↓↓↓

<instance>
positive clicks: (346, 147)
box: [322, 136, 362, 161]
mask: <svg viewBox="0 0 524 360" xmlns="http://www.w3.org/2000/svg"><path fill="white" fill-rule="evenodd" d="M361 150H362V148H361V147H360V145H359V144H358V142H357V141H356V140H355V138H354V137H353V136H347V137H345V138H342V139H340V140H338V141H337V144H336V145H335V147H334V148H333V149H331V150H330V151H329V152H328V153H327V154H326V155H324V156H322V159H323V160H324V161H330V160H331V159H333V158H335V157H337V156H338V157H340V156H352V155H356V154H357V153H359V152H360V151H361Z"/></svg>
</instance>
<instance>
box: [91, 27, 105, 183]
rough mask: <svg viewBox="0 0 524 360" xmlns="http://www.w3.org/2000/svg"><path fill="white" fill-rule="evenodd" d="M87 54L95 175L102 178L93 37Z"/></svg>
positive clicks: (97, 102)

↑↑↑

** What is required **
Say how many lines in the data hold the string "positive", and say nothing else.

** Task output **
2